=== WHAT THIS TASK INVOLVES ===
Only the count is wanted here: how many lines of the entries hold the string "jacket"?

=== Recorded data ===
════════════════
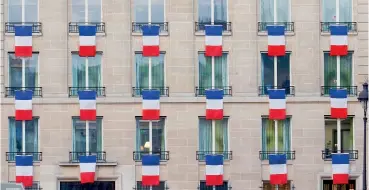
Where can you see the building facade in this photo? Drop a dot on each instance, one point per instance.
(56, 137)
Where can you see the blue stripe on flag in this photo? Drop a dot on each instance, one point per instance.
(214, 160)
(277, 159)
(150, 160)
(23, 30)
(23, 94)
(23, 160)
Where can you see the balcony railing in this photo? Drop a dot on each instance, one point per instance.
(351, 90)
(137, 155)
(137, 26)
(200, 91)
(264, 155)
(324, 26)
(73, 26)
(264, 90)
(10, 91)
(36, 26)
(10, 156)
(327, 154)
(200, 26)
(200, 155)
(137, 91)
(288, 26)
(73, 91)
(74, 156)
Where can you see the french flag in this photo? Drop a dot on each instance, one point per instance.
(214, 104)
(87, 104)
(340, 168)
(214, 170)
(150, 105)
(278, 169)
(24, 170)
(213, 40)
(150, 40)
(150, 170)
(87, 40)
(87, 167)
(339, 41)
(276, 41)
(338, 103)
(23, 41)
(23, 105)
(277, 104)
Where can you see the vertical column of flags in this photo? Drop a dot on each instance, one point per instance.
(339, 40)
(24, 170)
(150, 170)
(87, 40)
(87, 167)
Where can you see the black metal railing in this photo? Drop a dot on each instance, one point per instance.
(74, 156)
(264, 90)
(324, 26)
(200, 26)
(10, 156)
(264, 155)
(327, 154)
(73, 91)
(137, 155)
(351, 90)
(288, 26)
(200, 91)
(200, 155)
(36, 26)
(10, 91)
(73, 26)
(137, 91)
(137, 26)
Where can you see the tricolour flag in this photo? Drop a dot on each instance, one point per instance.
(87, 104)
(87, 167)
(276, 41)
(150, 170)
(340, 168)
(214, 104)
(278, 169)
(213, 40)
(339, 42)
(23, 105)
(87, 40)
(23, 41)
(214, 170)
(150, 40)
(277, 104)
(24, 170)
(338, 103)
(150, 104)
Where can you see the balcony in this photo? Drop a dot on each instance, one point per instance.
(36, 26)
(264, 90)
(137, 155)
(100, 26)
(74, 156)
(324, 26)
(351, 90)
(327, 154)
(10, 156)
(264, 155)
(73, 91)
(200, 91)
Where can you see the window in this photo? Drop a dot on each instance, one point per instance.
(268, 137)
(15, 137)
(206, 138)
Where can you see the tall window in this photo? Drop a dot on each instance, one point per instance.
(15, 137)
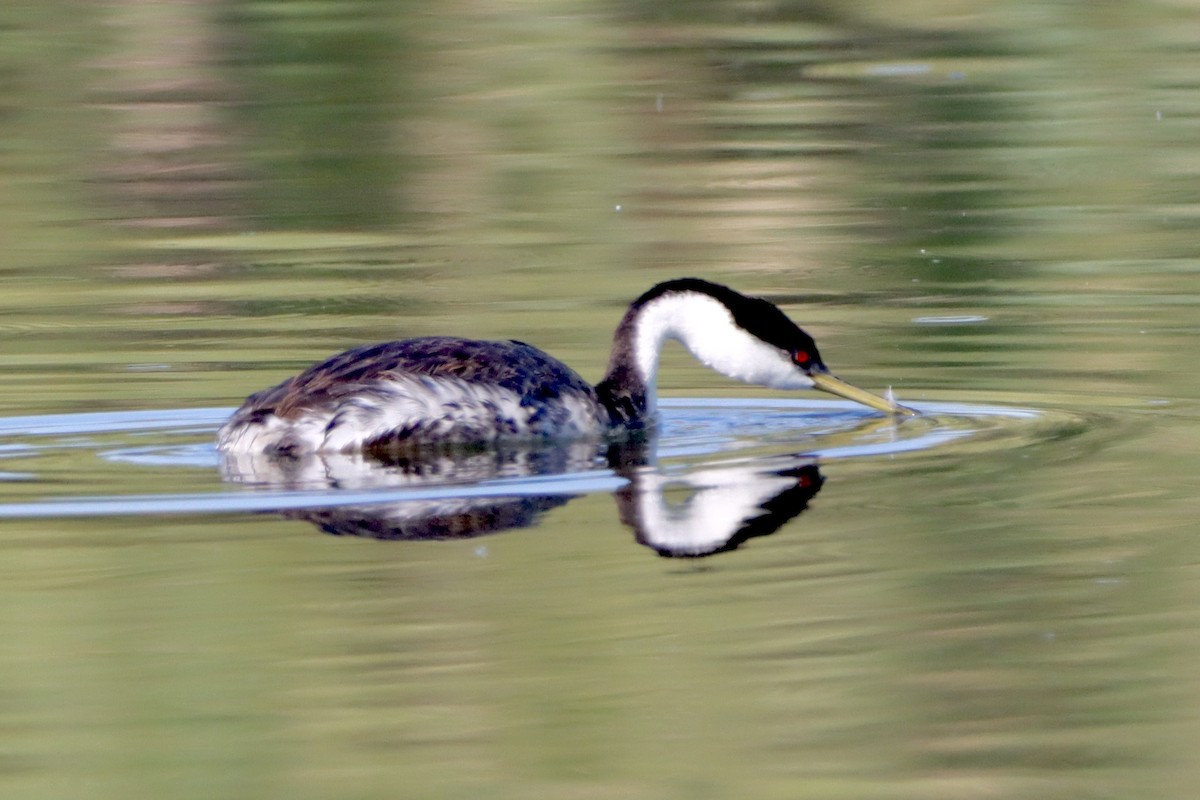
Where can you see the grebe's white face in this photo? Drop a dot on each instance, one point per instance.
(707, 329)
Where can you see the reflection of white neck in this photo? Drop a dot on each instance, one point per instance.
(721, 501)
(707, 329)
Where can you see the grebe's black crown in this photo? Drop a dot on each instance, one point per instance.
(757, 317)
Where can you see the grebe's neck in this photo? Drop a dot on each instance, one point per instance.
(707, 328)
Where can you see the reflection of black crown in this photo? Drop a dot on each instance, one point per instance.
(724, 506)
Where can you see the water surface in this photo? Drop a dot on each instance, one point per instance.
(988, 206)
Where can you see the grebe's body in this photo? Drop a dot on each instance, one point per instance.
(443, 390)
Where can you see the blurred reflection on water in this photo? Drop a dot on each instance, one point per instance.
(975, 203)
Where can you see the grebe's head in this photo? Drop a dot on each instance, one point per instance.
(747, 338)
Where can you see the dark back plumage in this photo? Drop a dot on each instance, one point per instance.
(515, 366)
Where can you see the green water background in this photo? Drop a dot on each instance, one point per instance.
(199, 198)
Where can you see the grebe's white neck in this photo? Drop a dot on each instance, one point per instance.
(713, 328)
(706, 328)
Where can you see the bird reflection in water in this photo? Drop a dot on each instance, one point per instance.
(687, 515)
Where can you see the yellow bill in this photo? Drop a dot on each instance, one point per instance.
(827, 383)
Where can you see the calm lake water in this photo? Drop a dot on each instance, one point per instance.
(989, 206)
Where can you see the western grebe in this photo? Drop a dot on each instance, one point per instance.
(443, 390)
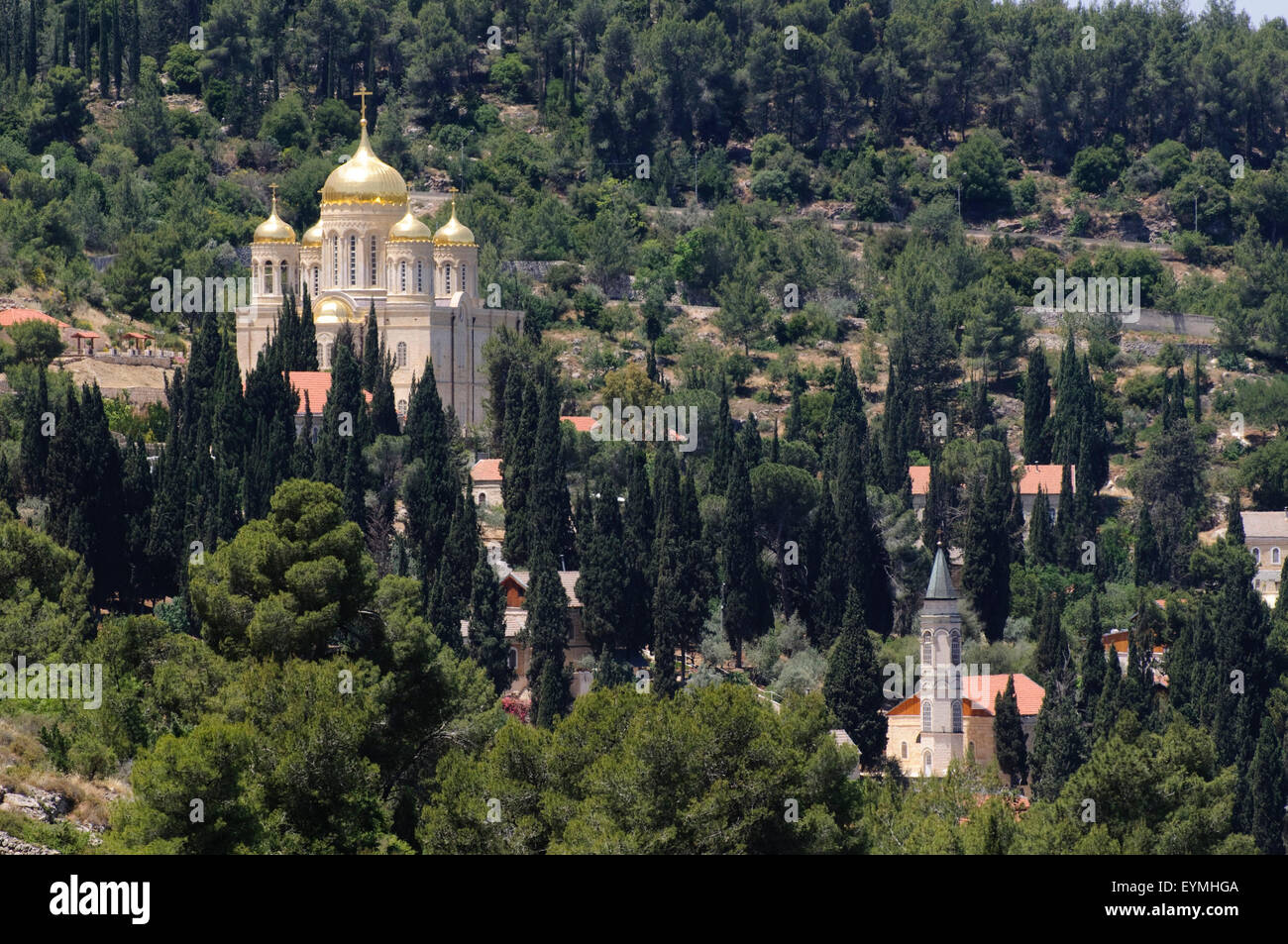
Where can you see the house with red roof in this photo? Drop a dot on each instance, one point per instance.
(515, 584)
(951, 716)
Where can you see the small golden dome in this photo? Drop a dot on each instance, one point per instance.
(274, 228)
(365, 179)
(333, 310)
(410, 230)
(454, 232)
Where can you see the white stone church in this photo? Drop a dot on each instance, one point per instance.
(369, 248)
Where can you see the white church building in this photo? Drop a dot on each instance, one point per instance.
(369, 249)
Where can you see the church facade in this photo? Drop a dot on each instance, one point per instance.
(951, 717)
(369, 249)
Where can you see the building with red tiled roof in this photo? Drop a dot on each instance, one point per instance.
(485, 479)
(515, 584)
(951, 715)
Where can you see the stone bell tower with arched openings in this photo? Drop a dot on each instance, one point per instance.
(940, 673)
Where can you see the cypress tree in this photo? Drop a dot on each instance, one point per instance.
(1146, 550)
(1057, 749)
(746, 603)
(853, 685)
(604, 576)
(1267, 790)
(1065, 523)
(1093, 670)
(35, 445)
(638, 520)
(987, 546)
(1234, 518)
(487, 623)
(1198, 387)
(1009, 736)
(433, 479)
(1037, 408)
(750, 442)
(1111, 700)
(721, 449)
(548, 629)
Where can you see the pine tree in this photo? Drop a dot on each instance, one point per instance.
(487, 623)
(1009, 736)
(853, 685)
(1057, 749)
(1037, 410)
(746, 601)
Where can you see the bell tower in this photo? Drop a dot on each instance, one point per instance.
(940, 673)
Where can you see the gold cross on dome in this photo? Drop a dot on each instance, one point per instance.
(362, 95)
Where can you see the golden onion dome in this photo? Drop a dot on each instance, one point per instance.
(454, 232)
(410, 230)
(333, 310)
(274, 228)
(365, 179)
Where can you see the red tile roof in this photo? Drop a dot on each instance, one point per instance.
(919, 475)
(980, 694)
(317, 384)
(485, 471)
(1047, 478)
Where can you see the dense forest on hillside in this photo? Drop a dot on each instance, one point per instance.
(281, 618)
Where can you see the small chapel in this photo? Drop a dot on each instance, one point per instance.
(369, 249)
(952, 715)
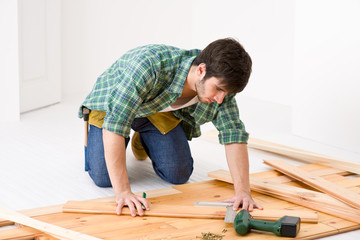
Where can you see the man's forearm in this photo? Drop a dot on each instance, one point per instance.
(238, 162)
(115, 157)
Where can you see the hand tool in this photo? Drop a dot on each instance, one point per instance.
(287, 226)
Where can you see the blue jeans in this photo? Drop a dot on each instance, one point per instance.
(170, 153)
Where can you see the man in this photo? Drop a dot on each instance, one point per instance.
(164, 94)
════════════════
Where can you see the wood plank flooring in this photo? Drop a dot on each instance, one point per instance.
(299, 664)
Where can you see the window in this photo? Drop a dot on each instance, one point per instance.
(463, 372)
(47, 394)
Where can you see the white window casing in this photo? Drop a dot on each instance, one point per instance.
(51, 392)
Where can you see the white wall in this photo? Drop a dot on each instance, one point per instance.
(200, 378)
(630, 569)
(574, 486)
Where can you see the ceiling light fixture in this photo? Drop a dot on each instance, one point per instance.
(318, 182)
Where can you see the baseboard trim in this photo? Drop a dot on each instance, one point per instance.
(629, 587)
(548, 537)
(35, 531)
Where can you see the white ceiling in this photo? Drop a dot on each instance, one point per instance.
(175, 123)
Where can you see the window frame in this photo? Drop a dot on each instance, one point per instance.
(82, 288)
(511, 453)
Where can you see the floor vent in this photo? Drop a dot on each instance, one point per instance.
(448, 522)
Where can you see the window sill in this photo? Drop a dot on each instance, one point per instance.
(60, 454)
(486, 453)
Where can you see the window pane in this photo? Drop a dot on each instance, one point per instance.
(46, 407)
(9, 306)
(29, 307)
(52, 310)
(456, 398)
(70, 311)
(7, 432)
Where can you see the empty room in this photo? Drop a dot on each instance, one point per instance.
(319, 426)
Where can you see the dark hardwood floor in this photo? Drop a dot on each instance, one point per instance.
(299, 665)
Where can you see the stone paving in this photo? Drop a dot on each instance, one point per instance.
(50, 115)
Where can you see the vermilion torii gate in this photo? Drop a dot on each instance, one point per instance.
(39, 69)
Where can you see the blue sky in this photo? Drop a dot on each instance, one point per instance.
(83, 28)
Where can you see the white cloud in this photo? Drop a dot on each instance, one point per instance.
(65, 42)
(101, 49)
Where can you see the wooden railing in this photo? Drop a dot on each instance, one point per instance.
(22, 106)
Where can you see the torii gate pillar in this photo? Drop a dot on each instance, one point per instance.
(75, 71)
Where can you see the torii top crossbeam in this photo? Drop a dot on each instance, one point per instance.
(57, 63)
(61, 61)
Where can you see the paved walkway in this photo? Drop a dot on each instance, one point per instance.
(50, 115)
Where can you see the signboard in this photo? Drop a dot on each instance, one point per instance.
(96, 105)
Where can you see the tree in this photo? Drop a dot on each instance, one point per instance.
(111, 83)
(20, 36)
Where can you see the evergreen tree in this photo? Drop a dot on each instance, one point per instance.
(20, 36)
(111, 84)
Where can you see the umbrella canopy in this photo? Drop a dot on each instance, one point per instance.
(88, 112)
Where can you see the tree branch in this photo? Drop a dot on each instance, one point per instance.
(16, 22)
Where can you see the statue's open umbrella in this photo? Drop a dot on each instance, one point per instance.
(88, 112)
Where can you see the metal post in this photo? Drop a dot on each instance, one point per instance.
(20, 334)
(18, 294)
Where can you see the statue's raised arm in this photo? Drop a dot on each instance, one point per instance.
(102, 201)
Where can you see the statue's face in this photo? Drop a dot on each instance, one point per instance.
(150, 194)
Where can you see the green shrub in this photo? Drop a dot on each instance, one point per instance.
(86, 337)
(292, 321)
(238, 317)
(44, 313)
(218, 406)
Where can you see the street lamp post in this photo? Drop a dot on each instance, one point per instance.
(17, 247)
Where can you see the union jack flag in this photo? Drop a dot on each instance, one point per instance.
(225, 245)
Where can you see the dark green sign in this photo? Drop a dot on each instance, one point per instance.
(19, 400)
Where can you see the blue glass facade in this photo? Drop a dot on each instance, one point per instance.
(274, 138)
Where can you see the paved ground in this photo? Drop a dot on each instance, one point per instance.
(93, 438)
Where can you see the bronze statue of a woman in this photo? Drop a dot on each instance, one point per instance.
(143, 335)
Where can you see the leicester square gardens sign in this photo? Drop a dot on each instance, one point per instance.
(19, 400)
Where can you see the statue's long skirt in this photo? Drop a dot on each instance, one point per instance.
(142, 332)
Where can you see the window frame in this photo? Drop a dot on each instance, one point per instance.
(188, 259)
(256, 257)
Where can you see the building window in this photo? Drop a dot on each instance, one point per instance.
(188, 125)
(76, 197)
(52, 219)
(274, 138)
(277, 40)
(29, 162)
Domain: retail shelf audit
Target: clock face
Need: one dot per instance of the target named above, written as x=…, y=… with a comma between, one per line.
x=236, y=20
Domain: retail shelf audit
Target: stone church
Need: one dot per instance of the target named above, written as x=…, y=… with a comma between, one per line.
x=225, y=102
════════════════
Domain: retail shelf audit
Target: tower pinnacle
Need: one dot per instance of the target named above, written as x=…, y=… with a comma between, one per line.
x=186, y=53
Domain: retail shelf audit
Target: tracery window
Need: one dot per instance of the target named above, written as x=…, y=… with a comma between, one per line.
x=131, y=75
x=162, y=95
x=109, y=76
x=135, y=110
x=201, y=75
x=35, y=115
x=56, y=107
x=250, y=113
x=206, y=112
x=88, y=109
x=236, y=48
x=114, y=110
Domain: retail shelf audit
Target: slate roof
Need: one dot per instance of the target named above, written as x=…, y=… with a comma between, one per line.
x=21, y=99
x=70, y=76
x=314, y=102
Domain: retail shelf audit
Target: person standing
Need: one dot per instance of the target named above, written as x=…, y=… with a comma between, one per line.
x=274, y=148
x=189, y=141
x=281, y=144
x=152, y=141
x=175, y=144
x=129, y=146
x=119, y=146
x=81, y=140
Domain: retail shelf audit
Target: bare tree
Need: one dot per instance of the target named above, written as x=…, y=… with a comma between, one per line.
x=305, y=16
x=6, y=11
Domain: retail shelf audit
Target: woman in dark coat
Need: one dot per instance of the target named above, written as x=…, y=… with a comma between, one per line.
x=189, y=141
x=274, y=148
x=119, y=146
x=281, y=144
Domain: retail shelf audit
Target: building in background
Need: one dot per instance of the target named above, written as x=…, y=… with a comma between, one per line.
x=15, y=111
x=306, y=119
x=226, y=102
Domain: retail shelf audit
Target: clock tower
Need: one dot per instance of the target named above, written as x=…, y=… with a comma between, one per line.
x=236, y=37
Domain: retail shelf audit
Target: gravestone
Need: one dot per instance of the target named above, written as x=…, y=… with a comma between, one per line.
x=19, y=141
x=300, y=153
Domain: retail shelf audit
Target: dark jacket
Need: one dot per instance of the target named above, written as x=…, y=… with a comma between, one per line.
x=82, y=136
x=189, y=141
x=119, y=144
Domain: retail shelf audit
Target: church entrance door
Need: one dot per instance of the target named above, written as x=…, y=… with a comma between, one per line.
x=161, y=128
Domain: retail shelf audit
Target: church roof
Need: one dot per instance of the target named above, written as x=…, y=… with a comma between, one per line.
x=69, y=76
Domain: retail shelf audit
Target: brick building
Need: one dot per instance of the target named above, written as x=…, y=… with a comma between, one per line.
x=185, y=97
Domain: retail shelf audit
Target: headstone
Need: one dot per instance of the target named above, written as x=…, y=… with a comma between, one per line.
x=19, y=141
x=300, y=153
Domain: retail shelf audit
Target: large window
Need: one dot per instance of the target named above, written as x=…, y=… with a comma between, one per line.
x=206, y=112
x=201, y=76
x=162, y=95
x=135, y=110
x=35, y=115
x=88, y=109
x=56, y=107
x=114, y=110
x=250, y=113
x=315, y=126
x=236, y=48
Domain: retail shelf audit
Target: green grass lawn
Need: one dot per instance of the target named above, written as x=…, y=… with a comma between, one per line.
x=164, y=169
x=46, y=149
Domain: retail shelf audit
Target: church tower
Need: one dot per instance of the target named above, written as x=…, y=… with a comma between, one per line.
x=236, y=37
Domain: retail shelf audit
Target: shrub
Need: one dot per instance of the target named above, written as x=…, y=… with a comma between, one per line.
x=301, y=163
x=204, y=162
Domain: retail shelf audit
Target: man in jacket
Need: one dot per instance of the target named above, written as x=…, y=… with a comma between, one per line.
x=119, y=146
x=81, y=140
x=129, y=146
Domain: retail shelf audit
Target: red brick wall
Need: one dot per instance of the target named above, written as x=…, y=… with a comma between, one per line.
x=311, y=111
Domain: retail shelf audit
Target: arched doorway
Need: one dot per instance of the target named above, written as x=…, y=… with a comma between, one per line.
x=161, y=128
════════════════
=== WRITTEN ANSWER ===
2